[Collected data entries]
══════

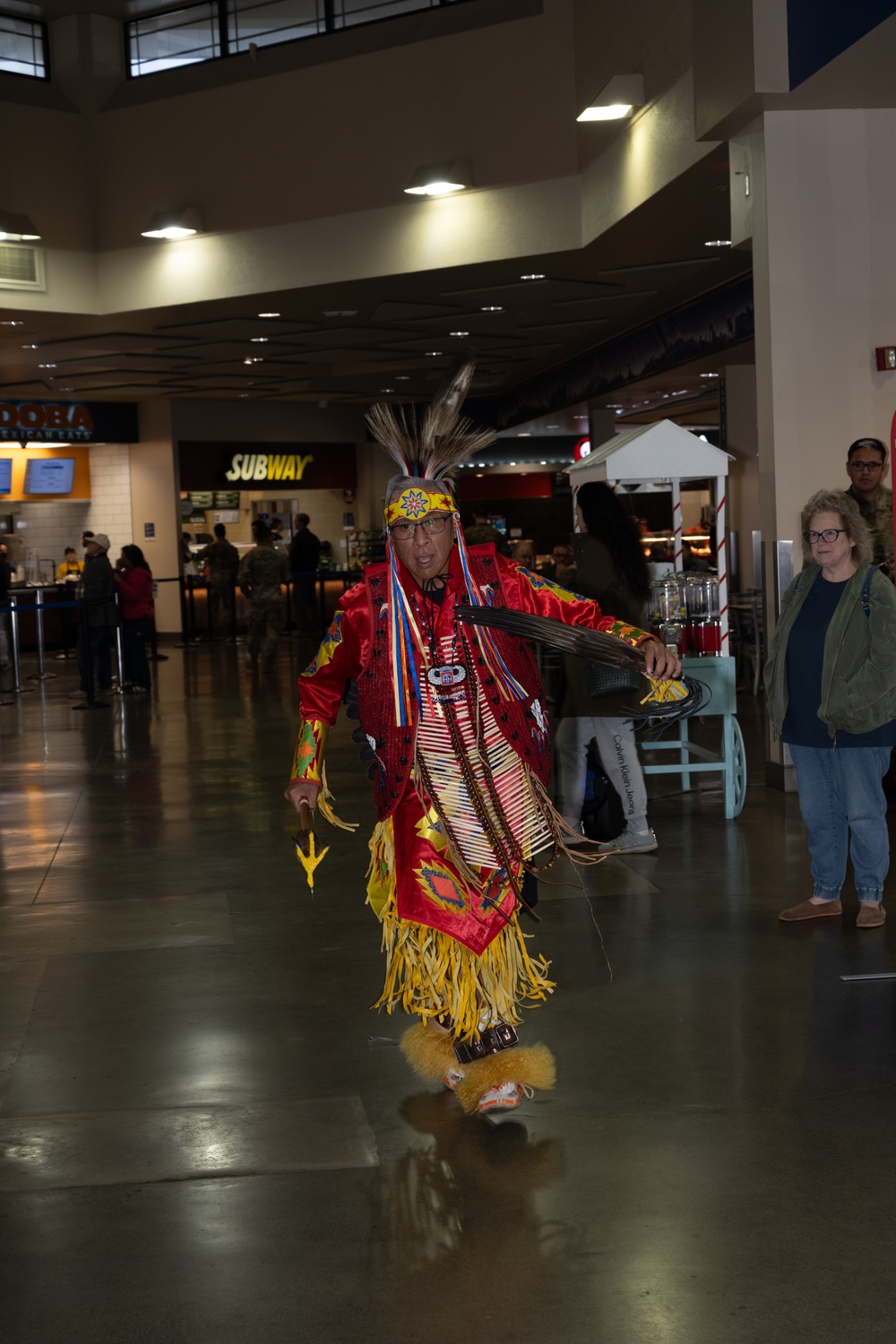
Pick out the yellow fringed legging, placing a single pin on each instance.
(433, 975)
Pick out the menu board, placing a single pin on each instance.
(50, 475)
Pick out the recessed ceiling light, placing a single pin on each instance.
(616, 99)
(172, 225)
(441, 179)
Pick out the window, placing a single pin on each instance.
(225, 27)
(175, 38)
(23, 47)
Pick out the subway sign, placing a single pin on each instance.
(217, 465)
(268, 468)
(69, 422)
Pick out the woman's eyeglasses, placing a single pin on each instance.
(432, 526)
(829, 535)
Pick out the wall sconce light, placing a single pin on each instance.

══════

▸ **DIRECTIONS**
Begin with the line that contains "Pick out the recessed" and end with the last line of the data. Repeat those two lines and all between them exactly.

▸ **RESPONSE TO THIS EXERCISE**
Pick out the recessed ceiling light, placing a single pin on each instance.
(616, 99)
(172, 225)
(441, 179)
Pick out the window, placing a single pin on each instance.
(225, 27)
(175, 38)
(23, 47)
Pick out the subway sign, placing a single pin on each instance.
(217, 465)
(268, 468)
(69, 422)
Pick out the woman's eyeglasses, placing a single pin on each instance.
(432, 526)
(829, 535)
Pick out the wall sconce light, placing a single pin on each instance.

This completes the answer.